There are at least two ways to address this reality — which is, by the way, very much an issue involving interstate commerce, and hence a valid federal concern. One is to tax everyone — healthy and sick alike — and use the money raised to provide health coverage. That’s what Medicare and Medicaid do. The other is to require that everyone buy insurance, while aiding those for whom this is a financial hardship.” - Broccoli and Bad Faith, Paul Krugman, 03/29/2012, New York Times
One might want to examine the following statement more closely:
“But when people don’t buy health insurance until they get sick — which is what happens in the absence of a mandate — the resulting worsening of the risk pool makes insurance more expensive, and often unaffordable, for those who remain. As a result, unregulated health insurance basically doesn’t work, and never has.”
Krugman’s statement is backwards. Krugman is substituting the concept of mandate for the concepts of the pre-existing condition clause and the risk selection process [underwriting the risk]. Stated alternatively, Krugman is stating that without a mandate the risk pool [collection of underlying risks] deteriorates when people don’t buy health insurance until they get sick when in fact the collection of underlying risks remains unchanged as anti-selection is avoided by a pre-existing condition clause and risk selection aka underwriting the risk. That is to say, in order for Krugman’s statement to be correct if would have to be written as: …..in the absence of a pre-existing condition clause and medical underwriting, anti-selection occurs hence driving up the price to insure the underlying collection of risks.
The next question is how in the world does private insurance work well without a mandate? According to Krugman "in the absence of a mandate — the resulting worsening of the risk pool makes insurance more expensive" however no such mandate exists in life insurance and that particular private insurance program works well. What about private property that is insured without mandate? That insurance program works well. What about pet health insurance? No mandate and the plan works. Hence putting forth "mandates" and asserting "worsening of the risk pool" concluded by "makes insurance more expensive" is a sweeping fallacious statement.
Looking at Krugman’s statement from another angle, its actually the “mandate” in conjunction with the elimination of pre-existing condition clause and the elimination of underwriting that makes the underlying collection of risk characteristics deteriorate. How so? If all comers are insured, as Krugman suggests in the following statement “The other is to require that everyone buy insurance, while aiding those for whom this is a financial hardship“ then he is making the implicit assumption and explicit assumption based on his prior statement of “…..don’t buy health insurance until they get sick” as he assumes all comers are healthy and totally insurable as they are purchasing insurance before they are sick. Nay, nay! The collection of all comers would be made up of some healthy, some healthy but with penned up demand for health maintenance, some unhealthy with acute problems and some unhealthy with chronic problems. Hence the assumption Krugman makes is that the healthy comers somehow, someway outweigh the unhealthy comers in the area of cost and by some magical pixie dust phenomena known as “insurance” the risk characteristic and associated cost disappears.

RECORD EXCERPTS ::

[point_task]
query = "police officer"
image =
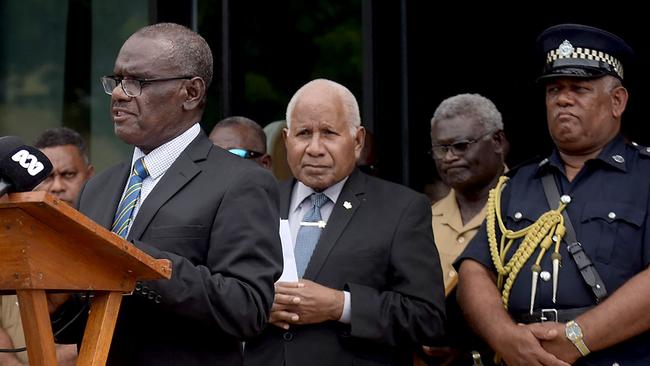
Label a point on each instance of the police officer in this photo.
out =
(565, 247)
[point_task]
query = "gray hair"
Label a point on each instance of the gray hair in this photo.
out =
(189, 49)
(349, 102)
(474, 106)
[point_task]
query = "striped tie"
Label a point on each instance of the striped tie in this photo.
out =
(125, 209)
(308, 235)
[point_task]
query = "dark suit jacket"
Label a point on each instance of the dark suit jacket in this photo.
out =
(215, 216)
(381, 249)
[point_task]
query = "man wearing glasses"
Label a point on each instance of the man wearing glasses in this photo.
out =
(183, 199)
(243, 137)
(468, 147)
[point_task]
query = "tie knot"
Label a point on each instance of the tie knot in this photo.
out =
(318, 199)
(140, 169)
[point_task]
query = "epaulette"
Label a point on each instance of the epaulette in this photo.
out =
(538, 160)
(643, 150)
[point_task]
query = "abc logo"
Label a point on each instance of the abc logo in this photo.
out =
(28, 161)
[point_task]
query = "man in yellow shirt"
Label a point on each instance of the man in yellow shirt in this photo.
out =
(468, 147)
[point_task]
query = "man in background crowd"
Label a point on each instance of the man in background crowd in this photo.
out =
(71, 169)
(243, 137)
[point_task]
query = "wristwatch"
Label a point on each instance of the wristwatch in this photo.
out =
(573, 332)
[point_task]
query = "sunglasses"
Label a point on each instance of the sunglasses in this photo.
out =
(246, 154)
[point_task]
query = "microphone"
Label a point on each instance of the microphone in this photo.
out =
(22, 167)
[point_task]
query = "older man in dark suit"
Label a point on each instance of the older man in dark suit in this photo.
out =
(211, 213)
(371, 287)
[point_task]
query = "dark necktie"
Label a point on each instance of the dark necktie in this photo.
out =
(310, 230)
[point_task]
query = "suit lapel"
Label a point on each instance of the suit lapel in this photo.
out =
(176, 177)
(337, 222)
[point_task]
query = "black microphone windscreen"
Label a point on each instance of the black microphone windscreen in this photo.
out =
(21, 165)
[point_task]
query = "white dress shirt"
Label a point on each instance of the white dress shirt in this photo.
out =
(298, 208)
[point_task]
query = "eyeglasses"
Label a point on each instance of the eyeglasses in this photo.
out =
(457, 148)
(132, 87)
(246, 154)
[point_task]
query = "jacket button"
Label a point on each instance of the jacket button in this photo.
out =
(287, 336)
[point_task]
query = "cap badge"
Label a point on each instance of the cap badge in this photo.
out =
(565, 49)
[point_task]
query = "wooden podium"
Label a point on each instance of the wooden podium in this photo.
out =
(47, 245)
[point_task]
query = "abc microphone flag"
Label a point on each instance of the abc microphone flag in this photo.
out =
(22, 167)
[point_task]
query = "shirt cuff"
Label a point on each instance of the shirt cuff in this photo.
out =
(345, 315)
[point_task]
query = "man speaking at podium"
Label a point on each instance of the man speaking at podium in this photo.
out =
(213, 214)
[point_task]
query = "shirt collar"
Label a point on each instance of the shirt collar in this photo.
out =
(613, 154)
(301, 192)
(162, 157)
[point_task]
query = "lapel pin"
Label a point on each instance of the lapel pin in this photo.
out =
(320, 224)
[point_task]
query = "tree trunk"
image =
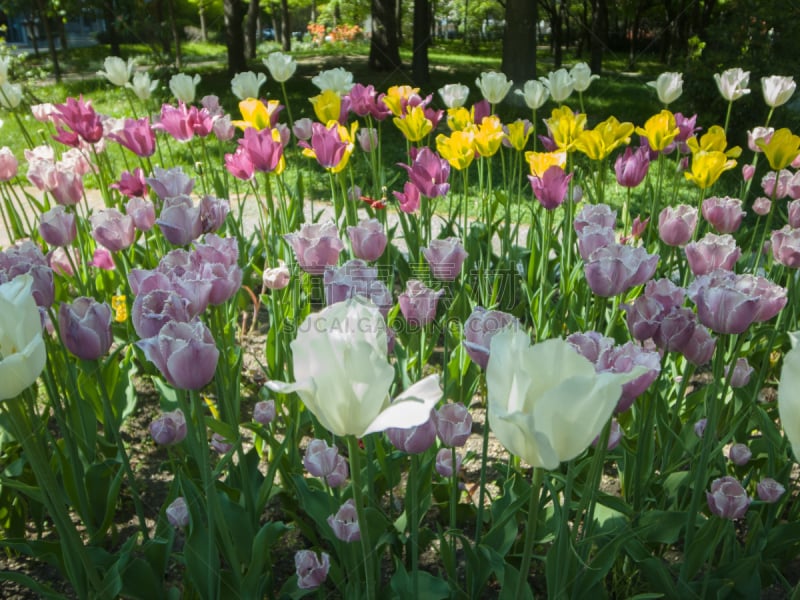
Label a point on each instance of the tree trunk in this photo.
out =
(519, 41)
(286, 26)
(234, 40)
(384, 50)
(251, 41)
(51, 42)
(176, 38)
(599, 37)
(420, 68)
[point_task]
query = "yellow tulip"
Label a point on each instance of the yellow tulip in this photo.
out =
(327, 106)
(256, 114)
(782, 148)
(565, 127)
(488, 136)
(714, 140)
(395, 96)
(518, 133)
(599, 142)
(539, 162)
(660, 130)
(414, 125)
(707, 168)
(458, 149)
(458, 119)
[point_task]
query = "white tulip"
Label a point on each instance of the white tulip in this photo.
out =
(493, 86)
(22, 350)
(546, 402)
(560, 85)
(184, 87)
(343, 376)
(535, 94)
(117, 71)
(777, 89)
(247, 85)
(732, 83)
(669, 87)
(454, 95)
(281, 66)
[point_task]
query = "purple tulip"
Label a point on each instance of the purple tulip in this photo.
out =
(418, 303)
(316, 246)
(676, 225)
(712, 252)
(368, 239)
(142, 212)
(727, 498)
(320, 459)
(169, 428)
(345, 522)
(453, 424)
(429, 173)
(178, 513)
(700, 347)
(617, 268)
(112, 230)
(480, 328)
(58, 227)
(740, 454)
(725, 214)
(742, 371)
(444, 462)
(414, 440)
(168, 183)
(85, 327)
(445, 258)
(551, 188)
(311, 571)
(180, 221)
(184, 353)
(264, 412)
(769, 490)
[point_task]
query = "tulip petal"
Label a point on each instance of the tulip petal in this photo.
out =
(411, 408)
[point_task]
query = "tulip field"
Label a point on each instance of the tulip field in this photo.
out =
(248, 352)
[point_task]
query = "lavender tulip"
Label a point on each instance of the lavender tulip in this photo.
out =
(712, 252)
(185, 354)
(85, 328)
(345, 522)
(316, 246)
(58, 227)
(727, 498)
(724, 214)
(368, 239)
(445, 258)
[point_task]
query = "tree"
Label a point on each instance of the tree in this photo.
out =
(519, 41)
(233, 12)
(420, 68)
(384, 49)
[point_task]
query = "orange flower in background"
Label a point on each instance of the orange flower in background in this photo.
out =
(601, 141)
(488, 136)
(565, 127)
(660, 130)
(539, 162)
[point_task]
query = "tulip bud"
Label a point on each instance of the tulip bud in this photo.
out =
(769, 490)
(85, 328)
(740, 454)
(264, 412)
(345, 522)
(727, 498)
(178, 513)
(311, 571)
(453, 424)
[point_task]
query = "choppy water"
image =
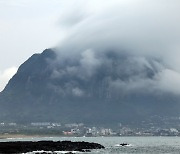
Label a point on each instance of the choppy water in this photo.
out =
(138, 144)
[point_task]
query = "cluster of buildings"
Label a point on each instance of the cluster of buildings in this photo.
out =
(164, 127)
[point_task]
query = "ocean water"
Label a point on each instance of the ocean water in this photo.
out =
(137, 145)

APPLY WHAT YOU READ ::
**A.** Reproduce the passage of the critique of Krugman's mandate argument that runs from "The next question" down to "sweeping fallacious statement.", copying everything in between word for word.
**B.** Summarize the critique of Krugman's mandate argument in two sentences.
**C.** Proceed with the critique of Krugman's mandate argument, picking up after its final sentence.

EXERCISE RESULTS ::
**A.**
The next question is how in the world does private insurance work well without a mandate? According to Krugman "in the absence of a mandate — the resulting worsening of the risk pool makes insurance more expensive" however no such mandate exists in life insurance and that particular private insurance program works well. What about private property that is insured without mandate? That insurance program works well. What about pet health insurance? No mandate and the plan works. Hence putting forth "mandates" and asserting "worsening of the risk pool" concluded by "makes insurance more expensive" is a sweeping fallacious statement.

**B.** The critique calls backwards Krugman's claim that, without a mandate, the risk pool worsens and insurance grows more expensive, because a pre-existing condition clause and underwriting avoid anti-selection, and life, property and pet insurance all work without a mandate. It argues that the mandate, together with eliminating the pre-existing condition clause and underwriting, is what makes the collection of risks deteriorate, since all comers would include unhealthy people with acute and chronic problems.

**C.**
Examining Krugman’s other statement:
“There are at least two ways to address this reality — which is, by the way, very much an issue involving interstate commerce, and hence a valid federal concern. One is to tax everyone — healthy and sick alike — and use the money raised to provide health coverage. That’s what Medicare and Medicaid do. The other is to require that everyone buy insurance, while aiding those for whom this is a financial hardship.”
Krugman yet again substitutes concepts. Krugman substitutes a social insurance [social welfare plan] concept/argument for a private welfare plan [private insurance] concept/argument. What Krugman is stating, in effect, is that the entire field of insurance, both private and public, is based upon social insurance concepts which is fallacious. Moreover, he fails to tell the reader that “tax” and more succinctly escalating tax over time, in social insurance [social welfare plans] is a substitute for “reserve” in private insurance [private welfare plans]. That is, in a private insurance plan adequate premium supports reserves that are in anticipation of future losses. In most social insurance schemes, no reserve exists for future losses [does the phrase “unfunded future liability” ring a bell?] hence the private insurance “reserve” for future losses becomes escalating tax over time in social insurance schemes as no reserve exists hence increasing taxes function to pay for unfunded future losses [fund future losses = increasing tax].
One can only surmise that there is economist Krugman, then there is Mr. Krugman, and finally there is columnist Krugman.